Reproduce every line of the listing below, requests included, and move each answer point by adding 138 to both its x and y coordinates.

═══ Supplied material

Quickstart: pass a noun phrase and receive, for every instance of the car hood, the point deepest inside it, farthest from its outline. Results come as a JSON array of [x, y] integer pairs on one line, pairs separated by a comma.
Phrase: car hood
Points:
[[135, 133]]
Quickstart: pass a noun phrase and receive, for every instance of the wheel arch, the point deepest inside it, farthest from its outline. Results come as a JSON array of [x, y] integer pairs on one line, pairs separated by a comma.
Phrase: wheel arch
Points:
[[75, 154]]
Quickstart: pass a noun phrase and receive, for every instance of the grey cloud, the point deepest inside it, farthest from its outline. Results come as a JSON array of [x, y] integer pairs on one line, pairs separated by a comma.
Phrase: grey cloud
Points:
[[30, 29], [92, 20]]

══════

Right answer =>
Quickstart: pass a noun phrase and receive, for every instance of the car hood, the point deepest inside it, farthest from its outline. Results come as a JSON array of [x, y] integer pairs on one line, pairs separated by a comma.
Phrase: car hood
Points:
[[273, 271]]
Quickstart: pass a noun phrase and receive, for every instance of the wheel arch, the point deepest inside it, farthest from its outline. Results come as a JSON array of [x, y] integer pairs on one line, pairs separated by a comma.
Phrase: wheel arch
Points:
[[213, 292]]
Quickstart: pass a noun phrase and receive, for every instance of the grey cloud, the point deepest inside it, farthest from its outline. Results come as a JSON array of [x, y] integer pairs on one line, pairs separated by a comma.
Phrase: grey cloud
Points:
[[168, 167], [230, 158]]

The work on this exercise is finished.